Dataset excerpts
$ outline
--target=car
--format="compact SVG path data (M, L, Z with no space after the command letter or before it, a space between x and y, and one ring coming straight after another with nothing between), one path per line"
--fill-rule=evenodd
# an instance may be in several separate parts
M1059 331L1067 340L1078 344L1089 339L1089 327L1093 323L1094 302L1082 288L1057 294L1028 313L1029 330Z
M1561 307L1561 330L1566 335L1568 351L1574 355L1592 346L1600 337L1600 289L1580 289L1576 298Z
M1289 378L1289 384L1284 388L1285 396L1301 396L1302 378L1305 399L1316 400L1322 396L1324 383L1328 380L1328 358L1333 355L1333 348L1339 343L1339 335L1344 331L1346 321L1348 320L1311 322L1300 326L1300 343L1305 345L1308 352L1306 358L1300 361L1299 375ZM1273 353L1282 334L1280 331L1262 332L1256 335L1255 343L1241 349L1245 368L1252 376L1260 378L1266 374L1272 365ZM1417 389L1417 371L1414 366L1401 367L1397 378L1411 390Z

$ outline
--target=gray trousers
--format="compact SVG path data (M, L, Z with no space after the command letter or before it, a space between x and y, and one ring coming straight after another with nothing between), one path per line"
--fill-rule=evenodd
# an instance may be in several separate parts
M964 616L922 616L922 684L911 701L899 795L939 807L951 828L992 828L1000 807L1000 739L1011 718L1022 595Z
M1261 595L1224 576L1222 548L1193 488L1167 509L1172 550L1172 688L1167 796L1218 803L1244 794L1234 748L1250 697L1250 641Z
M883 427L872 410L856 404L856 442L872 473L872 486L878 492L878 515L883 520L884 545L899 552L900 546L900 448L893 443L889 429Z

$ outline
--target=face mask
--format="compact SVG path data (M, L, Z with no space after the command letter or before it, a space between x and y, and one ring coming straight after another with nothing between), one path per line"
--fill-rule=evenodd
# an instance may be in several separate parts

## Task requirements
Copy each of the records above so that nothing differs from the original.

## Answer for this exercise
$ outline
--target=car
--format="compact SVG path data (M, L, Z with no space after the command letter or before it, a space between x and y, and one ring coming straight after another with nothing between), one path per line"
--fill-rule=evenodd
# an instance may be in several separate parts
M1059 331L1067 340L1078 344L1089 339L1089 327L1093 323L1094 302L1082 288L1057 294L1028 313L1029 330Z
M1561 307L1561 330L1566 335L1568 351L1574 355L1592 346L1600 337L1600 289L1580 289L1576 298Z
M1289 378L1289 384L1284 388L1285 396L1301 396L1302 378L1305 399L1316 400L1322 396L1324 383L1328 380L1328 358L1333 355L1333 348L1339 343L1339 335L1344 331L1346 321L1348 320L1311 322L1300 326L1300 343L1305 345L1308 352L1306 358L1300 361L1299 375ZM1273 353L1282 334L1280 331L1262 332L1256 335L1255 343L1241 349L1245 368L1252 376L1260 378L1266 374L1272 365ZM1417 389L1417 371L1414 366L1401 367L1397 378L1411 390Z

$ outline
--target=gray trousers
--format="compact SVG path data (M, L, Z with no space after the command letter or before it, a space between x and y, and one ring coming straight after another with nothing between), one path per line"
--fill-rule=evenodd
# an instance may be in several separate parts
M964 616L922 616L922 684L911 701L899 795L939 807L951 828L992 828L1000 807L1000 739L1011 718L1022 595Z
M1261 595L1224 576L1222 548L1193 488L1167 509L1172 550L1172 688L1167 796L1218 803L1244 794L1234 748L1250 697L1250 641Z
M883 427L872 410L856 404L856 442L872 473L872 486L878 492L878 515L883 520L884 545L899 552L900 546L900 448L893 443L889 429Z

$ outline
--target=face mask
--format="compact SVG path data (M, L, Z with no space after the command letter or before it, a space between x and y, and one ring coming straight after another with nothing between), one path per line"
--fill-rule=evenodd
# an instance may be in several separate parts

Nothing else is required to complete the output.